What you need to do:
Where in the records does the word "outline" occur? Copy each line in which it does.

+++

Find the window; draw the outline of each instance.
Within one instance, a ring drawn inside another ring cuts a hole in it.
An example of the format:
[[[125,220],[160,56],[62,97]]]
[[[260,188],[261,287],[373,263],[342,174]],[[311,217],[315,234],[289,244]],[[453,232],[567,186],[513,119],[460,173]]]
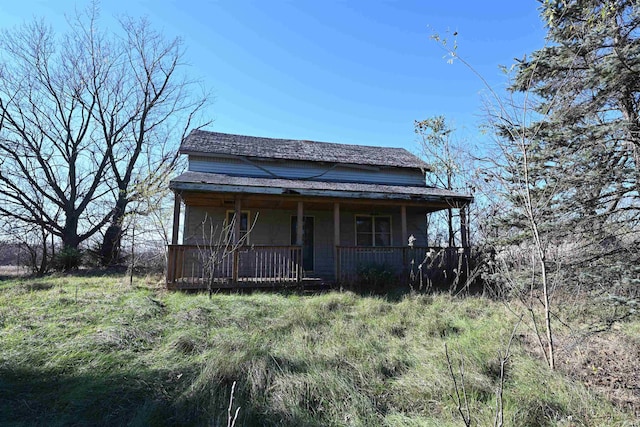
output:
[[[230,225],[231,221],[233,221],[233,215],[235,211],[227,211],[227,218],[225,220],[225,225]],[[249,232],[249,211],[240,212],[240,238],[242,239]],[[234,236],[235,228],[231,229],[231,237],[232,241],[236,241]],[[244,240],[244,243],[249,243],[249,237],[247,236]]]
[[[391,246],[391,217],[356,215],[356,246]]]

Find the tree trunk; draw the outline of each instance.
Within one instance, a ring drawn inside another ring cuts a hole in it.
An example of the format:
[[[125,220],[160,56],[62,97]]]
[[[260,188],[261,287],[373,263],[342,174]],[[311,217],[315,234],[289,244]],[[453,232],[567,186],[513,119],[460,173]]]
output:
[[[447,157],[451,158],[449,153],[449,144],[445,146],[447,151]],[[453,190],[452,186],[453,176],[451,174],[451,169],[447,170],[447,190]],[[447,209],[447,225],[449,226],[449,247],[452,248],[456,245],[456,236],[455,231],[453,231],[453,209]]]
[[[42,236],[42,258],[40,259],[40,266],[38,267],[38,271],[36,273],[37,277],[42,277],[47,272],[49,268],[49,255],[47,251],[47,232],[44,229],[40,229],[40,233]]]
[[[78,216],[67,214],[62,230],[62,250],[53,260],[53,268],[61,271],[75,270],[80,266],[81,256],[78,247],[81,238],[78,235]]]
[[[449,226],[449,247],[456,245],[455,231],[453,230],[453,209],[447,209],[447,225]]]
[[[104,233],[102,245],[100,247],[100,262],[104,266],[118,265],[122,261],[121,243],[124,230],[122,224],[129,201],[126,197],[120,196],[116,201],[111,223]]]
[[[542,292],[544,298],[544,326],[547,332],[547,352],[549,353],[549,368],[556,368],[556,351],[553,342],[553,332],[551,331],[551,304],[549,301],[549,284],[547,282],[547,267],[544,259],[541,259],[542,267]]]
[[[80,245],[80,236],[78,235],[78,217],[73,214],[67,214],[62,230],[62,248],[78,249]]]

+++

Expected answer:
Find the window; draw the outline of each instance.
Find the tree trunk; draw the outline of each instance.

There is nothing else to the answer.